REQUIREMENT 1: In the passage on reusable nappies, substitute "the rubbish tip" for "landfill" and give again the part that opens with the words containing "So long as you" and closes with "sell them on).".
REQUIREMENT 2:
Answer these questions on the passage on reusable nappies, one a line:
(a) Whose brainchild are the Kit and Kin nappies?
(b) About how many nappies does the passage say have already been saved?
(c) How much did the baby weigh?

DOCUMENT SEGMENT:
┄┄┄┄┄┄
One of the things that has helped us to embrace reusables is not being too militant about it. We do also have biodegradable Kit and Kin nappies (the brainchild of former Spice Girl Emma Bunton!) and biodegradable nappy bags that we use as well (though see previous blog for issues with biodegradable nappies). We’ve found these particularly useful for holidays and when we are out and about. 

So long as you are using your reusables enough to make the environmental and financial investment worthwhile, then every single time you are doing so you are keeping a nappy out of landfill. Doing the sums, we have already saved around 450 nappies (assuming 8 nappies a day for 8 weeks to account for using the biodegradable ones too). At this rate, we’ll avoid using over 4,000 disposable nappies over the next two and a half years.

One word of warning, we had a big baby (8lb, 13oz – Sarah you are amazing!) so the reusables just about fitted him from the start. For a smaller baby it may make sense to wait a few weeks until they have grown a bit and the number of nappy changes has reduced. Buying lots of reusable nappies that will only fit for a few months is not good for the environment (unless you plan to use them again for other children or sell them on).

These successes got me thinking about what other ways there are to embrace the circular economy and be more sustainable with a baby. More on that to come next month…

The unfortunate truth about “eco” nappies (and what you can do about it)

The biodegradable nappy myth

With my wife and I expecting our first baby in the coming weeks, two things made me think it was important to look into reusable nappies.
┄┄┄┄┄┄
SUPPLIED INFORMATION:

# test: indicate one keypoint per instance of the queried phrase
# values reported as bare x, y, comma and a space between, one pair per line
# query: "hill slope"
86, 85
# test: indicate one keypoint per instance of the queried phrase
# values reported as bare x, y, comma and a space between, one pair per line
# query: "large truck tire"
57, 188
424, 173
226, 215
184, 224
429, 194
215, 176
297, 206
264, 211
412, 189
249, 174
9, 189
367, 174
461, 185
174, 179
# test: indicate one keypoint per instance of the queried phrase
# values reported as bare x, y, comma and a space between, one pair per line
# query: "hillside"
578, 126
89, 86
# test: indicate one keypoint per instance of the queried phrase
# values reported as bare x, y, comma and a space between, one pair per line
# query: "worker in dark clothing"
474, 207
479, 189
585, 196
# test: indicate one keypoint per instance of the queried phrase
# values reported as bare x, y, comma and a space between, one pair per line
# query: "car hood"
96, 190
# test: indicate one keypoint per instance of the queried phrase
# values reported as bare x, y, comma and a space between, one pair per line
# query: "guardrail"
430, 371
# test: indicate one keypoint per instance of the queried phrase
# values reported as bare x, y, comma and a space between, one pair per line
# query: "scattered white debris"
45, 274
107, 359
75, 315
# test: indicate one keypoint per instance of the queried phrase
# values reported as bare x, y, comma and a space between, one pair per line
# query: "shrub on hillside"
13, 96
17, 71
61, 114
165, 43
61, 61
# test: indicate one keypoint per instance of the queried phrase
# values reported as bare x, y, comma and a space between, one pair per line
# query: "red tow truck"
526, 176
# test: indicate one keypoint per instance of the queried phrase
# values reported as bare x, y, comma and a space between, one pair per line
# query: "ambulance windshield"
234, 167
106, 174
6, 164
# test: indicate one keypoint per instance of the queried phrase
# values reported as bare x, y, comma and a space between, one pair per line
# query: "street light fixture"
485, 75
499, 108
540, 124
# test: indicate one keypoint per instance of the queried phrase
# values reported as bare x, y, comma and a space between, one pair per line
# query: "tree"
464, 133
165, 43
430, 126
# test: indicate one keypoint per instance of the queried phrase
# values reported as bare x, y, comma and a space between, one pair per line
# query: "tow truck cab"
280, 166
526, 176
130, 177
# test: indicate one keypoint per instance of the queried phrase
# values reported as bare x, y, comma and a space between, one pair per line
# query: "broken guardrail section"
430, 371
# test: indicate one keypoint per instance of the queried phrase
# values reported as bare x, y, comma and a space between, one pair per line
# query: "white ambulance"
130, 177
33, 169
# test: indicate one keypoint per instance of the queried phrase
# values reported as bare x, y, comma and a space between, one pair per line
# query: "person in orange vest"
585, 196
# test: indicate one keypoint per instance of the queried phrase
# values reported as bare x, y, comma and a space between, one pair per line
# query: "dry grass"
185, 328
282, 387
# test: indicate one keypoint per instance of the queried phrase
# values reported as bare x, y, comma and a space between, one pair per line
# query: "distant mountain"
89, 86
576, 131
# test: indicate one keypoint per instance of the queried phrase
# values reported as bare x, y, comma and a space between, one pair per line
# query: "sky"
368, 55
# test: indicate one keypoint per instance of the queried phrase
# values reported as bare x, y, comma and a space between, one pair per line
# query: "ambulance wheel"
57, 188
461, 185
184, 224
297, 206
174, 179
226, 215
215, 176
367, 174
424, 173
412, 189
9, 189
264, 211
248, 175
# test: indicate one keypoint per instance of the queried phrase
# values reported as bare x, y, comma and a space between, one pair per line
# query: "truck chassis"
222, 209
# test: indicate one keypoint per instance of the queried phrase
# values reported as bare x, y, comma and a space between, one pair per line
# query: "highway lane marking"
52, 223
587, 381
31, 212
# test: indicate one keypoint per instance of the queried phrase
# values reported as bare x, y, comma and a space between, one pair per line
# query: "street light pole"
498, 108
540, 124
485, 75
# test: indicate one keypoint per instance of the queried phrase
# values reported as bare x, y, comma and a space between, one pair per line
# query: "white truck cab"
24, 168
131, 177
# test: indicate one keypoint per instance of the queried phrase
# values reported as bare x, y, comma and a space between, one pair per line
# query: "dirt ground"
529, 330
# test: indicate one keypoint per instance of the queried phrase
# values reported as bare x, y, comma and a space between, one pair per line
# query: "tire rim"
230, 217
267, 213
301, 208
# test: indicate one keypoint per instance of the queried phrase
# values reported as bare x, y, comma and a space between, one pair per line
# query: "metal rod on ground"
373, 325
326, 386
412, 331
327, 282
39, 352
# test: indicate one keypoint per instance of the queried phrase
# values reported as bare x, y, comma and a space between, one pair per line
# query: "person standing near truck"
┄┄┄┄┄┄
PROBLEM SOLUTION 1:
So long as you are using your reusables enough to make the environmental and financial investment worthwhile, then every single time you are doing so you are keeping a nappy out of the rubbish tip. Doing the sums, we have already saved around 450 nappies (assuming 8 nappies a day for 8 weeks to account for using the biodegradable ones too). At this rate, we’ll avoid using over 4,000 disposable nappies over the next two and a half years.

One word of warning, we had a big baby (8lb, 13oz – Sarah you are amazing!) so the reusables just about fitted him from the start. For a smaller baby it may make sense to wait a few weeks until they have grown a bit and the number of nappy changes has reduced. Buying lots of reusable nappies that will only fit for a few months is not good for the environment (unless you plan to use them again for other children or sell them on).

PROBLEM SOLUTION 2:
(a) Former Spice Girl Emma Bunton
(b) Around 450
(c) 8lb, 13oz